## Exercise details
Copy the part of the listing that opens with the line containing "Project brief: we need tight boxes for every closet" and runs through the end of the listing, keeping the requests and their format sample lines unchanged. Multiply each box coordinate in the answers by 0.6 and round to whole numbers, with halves rounded up.

## Data in this exercise
--

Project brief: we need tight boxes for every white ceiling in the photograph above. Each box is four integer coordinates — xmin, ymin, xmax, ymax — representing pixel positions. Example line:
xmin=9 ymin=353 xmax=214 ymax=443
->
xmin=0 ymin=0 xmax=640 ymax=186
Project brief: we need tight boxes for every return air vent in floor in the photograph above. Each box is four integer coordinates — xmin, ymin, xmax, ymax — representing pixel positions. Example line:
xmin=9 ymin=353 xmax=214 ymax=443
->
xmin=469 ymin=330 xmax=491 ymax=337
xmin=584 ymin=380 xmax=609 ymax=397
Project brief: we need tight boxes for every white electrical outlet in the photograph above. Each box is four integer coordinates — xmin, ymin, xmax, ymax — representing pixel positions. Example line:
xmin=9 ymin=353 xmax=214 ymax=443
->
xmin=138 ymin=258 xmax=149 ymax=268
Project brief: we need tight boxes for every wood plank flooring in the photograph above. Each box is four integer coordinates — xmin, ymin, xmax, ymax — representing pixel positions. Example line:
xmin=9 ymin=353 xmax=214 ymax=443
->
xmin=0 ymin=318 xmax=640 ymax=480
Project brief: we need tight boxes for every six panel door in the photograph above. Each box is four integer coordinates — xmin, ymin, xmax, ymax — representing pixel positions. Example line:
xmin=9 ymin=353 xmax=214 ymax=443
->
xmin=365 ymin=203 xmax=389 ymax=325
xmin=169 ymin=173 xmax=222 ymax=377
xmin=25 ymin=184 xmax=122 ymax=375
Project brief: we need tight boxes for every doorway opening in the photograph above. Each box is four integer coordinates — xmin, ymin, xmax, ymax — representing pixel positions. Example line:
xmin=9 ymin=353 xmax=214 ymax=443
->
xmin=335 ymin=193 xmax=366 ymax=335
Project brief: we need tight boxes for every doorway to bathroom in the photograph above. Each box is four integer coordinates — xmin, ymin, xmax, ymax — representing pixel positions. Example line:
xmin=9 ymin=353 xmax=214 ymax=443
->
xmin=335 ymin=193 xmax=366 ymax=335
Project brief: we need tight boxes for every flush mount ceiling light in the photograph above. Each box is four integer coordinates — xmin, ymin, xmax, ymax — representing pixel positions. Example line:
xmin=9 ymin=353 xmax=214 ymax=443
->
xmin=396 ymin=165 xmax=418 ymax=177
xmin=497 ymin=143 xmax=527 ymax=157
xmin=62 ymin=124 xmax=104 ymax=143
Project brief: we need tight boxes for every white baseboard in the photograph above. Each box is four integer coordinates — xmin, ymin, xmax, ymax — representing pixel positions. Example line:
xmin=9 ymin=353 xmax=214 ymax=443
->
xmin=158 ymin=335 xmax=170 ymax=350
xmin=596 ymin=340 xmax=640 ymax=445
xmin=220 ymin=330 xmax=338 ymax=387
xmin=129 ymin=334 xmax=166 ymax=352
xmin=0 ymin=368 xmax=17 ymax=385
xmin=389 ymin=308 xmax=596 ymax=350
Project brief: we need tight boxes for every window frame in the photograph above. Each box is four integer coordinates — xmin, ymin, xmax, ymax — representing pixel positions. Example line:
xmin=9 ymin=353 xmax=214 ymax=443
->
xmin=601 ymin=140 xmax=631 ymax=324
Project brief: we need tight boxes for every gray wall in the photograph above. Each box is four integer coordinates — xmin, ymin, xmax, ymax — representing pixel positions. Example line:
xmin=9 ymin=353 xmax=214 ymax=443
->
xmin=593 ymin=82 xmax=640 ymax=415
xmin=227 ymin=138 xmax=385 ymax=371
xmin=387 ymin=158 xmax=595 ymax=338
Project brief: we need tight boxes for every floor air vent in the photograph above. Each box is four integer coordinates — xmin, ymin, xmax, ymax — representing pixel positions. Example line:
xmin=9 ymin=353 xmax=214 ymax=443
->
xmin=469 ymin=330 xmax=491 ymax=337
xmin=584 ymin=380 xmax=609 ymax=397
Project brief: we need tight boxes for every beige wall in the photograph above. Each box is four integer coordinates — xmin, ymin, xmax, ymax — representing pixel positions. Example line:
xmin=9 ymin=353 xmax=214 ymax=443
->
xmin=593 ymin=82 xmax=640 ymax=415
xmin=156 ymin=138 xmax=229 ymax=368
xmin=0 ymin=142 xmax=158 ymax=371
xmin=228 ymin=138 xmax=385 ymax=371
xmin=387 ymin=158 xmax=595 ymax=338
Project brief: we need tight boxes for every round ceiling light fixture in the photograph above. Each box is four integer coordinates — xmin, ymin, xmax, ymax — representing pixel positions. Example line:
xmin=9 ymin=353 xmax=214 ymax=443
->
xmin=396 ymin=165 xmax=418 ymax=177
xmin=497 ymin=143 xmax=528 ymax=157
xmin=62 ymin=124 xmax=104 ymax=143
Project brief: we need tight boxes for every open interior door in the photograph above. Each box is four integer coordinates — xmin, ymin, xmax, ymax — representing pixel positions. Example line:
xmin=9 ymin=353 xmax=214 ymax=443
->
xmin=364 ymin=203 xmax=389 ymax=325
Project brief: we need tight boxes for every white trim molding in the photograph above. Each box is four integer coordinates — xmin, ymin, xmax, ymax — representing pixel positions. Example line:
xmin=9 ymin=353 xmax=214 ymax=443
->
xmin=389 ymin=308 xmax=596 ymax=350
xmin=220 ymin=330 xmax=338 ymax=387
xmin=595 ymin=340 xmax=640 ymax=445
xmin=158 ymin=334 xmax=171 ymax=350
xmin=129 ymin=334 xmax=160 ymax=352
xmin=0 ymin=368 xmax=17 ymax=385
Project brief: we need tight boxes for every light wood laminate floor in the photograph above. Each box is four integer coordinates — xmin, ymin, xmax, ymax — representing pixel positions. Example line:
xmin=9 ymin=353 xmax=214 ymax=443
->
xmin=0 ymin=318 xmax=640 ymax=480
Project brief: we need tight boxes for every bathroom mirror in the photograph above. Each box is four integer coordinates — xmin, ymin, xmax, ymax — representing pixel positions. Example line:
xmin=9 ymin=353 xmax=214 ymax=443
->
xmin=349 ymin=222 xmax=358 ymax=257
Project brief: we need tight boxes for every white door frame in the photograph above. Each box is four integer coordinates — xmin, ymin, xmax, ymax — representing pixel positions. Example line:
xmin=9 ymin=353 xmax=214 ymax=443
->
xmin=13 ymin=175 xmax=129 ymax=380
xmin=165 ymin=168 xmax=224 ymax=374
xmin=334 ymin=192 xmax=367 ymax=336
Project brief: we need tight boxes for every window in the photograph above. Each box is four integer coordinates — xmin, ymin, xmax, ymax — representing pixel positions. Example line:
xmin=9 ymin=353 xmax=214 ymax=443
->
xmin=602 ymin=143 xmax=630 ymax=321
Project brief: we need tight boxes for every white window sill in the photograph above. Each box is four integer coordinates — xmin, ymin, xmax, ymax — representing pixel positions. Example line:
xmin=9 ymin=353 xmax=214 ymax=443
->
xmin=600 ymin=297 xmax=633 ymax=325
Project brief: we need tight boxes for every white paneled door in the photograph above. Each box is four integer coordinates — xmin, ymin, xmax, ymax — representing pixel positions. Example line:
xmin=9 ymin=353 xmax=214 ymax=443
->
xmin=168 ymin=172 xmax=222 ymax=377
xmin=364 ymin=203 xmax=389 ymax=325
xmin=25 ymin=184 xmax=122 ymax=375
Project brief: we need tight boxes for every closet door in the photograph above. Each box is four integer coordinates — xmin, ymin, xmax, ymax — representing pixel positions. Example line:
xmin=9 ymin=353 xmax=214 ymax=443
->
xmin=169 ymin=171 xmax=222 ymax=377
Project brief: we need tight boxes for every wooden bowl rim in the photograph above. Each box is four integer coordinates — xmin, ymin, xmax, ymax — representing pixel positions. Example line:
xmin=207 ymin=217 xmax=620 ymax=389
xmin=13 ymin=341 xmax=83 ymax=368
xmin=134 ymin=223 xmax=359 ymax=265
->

--

## Final result
Project brief: we need tight boxes for every closet door in the photograph above. Each box is four integer coordinates — xmin, ymin, xmax, ymax — representing pixel positions. Example line:
xmin=9 ymin=353 xmax=214 ymax=443
->
xmin=101 ymin=103 xmax=133 ymax=226
Project brief: we need tight boxes for every wooden bowl rim in the photograph above. Each box is four integer coordinates — xmin, ymin, xmax, ymax — representing pixel positions. Example line:
xmin=207 ymin=217 xmax=620 ymax=389
xmin=13 ymin=341 xmax=83 ymax=368
xmin=134 ymin=223 xmax=359 ymax=265
->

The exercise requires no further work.